"""
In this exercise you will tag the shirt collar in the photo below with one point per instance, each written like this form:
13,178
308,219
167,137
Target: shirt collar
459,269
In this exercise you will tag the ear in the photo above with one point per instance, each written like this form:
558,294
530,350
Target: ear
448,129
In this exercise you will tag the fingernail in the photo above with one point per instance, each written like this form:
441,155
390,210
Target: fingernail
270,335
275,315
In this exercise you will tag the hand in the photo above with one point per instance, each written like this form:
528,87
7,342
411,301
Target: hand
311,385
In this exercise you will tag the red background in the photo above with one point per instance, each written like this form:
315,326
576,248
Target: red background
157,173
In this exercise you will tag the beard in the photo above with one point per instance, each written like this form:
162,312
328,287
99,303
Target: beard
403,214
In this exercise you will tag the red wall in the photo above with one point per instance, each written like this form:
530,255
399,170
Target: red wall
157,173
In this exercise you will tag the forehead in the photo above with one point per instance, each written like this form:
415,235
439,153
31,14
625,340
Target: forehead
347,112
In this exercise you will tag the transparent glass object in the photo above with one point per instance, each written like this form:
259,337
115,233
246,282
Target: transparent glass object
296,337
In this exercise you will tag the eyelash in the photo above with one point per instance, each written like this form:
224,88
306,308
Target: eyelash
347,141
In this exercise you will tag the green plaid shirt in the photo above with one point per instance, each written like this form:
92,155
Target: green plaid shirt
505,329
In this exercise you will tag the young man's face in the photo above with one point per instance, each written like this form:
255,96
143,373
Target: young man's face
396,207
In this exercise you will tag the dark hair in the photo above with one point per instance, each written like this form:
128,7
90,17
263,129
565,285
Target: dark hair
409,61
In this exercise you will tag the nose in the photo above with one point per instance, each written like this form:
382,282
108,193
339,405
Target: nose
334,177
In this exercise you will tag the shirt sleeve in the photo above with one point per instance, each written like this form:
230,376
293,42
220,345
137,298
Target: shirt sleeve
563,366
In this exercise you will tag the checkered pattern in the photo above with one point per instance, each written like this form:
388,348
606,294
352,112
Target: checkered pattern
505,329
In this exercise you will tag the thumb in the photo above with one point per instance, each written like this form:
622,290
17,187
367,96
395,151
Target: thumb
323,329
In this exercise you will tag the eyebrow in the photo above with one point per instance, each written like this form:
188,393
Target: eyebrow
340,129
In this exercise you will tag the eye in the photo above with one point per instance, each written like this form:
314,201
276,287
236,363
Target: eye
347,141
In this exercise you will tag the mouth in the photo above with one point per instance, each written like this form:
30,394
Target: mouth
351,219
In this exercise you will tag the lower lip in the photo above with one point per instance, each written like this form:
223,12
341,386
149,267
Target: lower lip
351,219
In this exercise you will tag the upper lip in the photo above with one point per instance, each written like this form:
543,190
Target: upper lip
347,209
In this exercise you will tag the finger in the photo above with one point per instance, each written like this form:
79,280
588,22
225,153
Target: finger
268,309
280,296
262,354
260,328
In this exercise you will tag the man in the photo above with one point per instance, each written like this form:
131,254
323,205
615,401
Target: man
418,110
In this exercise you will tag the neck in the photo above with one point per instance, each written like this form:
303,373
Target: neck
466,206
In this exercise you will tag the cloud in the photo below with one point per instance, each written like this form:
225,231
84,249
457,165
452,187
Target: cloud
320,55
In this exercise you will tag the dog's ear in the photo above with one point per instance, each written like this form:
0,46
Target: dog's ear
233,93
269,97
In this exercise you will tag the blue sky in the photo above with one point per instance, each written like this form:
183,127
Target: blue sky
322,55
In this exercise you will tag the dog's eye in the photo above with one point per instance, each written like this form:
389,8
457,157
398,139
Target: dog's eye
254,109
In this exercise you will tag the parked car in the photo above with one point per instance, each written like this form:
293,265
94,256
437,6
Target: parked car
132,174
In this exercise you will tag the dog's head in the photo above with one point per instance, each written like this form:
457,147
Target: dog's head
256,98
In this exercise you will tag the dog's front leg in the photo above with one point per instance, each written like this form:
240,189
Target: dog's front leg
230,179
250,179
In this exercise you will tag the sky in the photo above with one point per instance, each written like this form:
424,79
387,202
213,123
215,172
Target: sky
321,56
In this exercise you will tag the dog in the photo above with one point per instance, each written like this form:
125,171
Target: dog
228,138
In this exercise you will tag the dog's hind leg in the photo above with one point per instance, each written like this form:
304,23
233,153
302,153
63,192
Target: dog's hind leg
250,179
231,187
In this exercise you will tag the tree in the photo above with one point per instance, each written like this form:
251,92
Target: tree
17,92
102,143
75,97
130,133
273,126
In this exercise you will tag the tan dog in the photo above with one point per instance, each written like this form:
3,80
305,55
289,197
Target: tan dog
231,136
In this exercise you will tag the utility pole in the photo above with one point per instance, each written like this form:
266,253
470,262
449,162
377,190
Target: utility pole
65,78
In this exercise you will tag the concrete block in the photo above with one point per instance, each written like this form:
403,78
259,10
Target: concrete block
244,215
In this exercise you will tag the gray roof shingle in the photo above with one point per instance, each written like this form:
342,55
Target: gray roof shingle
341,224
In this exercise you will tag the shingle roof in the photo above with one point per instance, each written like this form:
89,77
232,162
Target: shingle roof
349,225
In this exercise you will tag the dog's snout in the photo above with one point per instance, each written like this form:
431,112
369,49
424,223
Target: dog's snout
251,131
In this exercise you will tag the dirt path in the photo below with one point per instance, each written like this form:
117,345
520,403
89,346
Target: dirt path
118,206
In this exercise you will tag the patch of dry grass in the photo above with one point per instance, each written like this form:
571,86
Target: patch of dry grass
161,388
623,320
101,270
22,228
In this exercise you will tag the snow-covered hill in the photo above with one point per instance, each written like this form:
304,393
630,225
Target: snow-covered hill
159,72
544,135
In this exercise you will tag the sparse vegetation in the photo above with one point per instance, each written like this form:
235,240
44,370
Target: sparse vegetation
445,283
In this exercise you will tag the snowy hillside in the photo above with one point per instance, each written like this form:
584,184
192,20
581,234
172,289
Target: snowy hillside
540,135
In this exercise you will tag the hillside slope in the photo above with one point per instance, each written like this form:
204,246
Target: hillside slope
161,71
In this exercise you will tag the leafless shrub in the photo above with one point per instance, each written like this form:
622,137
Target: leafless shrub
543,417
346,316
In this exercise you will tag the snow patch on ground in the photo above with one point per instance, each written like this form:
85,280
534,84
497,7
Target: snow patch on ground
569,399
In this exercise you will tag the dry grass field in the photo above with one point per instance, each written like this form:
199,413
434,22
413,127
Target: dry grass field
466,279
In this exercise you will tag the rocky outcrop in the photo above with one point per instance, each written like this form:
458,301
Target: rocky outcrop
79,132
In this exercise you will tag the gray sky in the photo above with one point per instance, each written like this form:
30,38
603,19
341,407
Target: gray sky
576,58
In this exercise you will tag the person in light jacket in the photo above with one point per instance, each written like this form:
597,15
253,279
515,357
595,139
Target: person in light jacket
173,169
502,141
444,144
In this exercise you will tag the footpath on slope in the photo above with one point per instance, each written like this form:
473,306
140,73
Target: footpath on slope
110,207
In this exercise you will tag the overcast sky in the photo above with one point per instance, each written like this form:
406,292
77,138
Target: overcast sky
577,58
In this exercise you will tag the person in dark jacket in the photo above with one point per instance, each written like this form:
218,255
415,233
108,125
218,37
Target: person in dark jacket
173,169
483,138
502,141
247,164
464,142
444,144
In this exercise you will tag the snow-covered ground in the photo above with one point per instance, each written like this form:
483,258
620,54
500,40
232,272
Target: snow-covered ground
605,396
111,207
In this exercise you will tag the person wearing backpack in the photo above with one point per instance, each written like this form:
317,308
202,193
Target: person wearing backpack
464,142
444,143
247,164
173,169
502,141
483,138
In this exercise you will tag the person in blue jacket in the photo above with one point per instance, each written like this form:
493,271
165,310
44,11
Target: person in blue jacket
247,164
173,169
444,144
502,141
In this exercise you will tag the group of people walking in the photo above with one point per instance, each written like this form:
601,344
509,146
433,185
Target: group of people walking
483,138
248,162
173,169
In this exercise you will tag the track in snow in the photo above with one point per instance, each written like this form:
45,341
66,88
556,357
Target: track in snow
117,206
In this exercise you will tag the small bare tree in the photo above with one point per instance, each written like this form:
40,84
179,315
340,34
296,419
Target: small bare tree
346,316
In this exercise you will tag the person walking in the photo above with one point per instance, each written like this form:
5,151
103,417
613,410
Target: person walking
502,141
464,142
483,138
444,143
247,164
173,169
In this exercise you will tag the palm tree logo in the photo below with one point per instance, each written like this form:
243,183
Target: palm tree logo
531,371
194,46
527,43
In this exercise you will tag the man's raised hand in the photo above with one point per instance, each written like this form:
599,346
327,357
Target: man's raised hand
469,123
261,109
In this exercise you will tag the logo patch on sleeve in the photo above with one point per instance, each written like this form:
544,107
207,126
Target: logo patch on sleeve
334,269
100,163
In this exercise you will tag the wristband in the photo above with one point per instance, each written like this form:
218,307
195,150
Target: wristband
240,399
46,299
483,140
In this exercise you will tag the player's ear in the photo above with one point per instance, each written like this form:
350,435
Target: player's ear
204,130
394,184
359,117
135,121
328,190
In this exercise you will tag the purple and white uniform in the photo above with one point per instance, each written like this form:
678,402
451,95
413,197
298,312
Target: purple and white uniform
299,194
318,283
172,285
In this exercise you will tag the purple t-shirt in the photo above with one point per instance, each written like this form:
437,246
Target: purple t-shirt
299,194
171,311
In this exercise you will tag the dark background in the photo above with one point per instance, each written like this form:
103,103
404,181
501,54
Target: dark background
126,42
"""
* TASK INSTRUCTIONS:
What are the lines from the one with "In this exercise you will tag the logo" through the last line of the records above? Quote them exactly and add nothing.

* ANSWER TO THE TASK:
In this exercise you will tag the logo patch on sleeve in the photo above with one point per instance, each written like this form:
544,107
207,126
Target: logo patch on sleeve
334,269
100,163
In this exercise you will tag the wristband in the photo above with one point per instance, each written like this form:
218,307
195,150
Target: wristband
240,399
46,299
483,140
In this exercise you will tag the player's ear in the photo above with one point per instance, each written like this form:
350,435
Target: player's ear
204,130
394,184
359,117
135,121
328,190
In this exercise you will tag the purple and white uniform in the photo above with one point per instance, each written like this form:
678,402
451,95
413,197
298,312
Target: purple and white uniform
299,194
318,283
172,285
In this exercise you will tag the purple t-shirt in the photo above with one point per instance, each written like this form:
437,246
Target: purple t-shirt
299,194
171,311
In this exercise you will tag the dark background in the photo above with one point per instance, each written like this form:
103,103
404,181
501,54
Target: dark background
126,42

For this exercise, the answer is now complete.